[Collected data entries]

━━━

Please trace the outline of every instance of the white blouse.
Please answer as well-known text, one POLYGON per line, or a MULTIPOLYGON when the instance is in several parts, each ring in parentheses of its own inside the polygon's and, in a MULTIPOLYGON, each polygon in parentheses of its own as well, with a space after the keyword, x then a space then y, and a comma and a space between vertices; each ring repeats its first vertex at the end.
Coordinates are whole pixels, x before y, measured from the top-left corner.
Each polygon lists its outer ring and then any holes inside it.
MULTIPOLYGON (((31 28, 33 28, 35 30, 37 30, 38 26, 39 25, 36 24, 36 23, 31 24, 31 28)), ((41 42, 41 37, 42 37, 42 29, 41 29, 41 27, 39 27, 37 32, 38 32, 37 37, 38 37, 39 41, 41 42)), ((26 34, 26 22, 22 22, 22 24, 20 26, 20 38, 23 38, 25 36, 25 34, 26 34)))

━━━

EXERCISE DIRECTIONS:
Your task is to copy exactly, and only, the lines from the line with "Each polygon lists" through the last line of the entries, both included.

OUTPUT BELOW:
Each polygon lists its outer ring and then any holes inside it.
MULTIPOLYGON (((31 28, 33 28, 35 30, 37 30, 38 26, 39 25, 36 24, 36 23, 31 24, 31 28)), ((41 42, 41 37, 42 37, 42 29, 41 29, 41 27, 39 27, 37 32, 38 32, 37 37, 38 37, 39 41, 41 42)), ((26 34, 26 22, 22 22, 22 24, 20 26, 20 38, 23 38, 25 36, 25 34, 26 34)))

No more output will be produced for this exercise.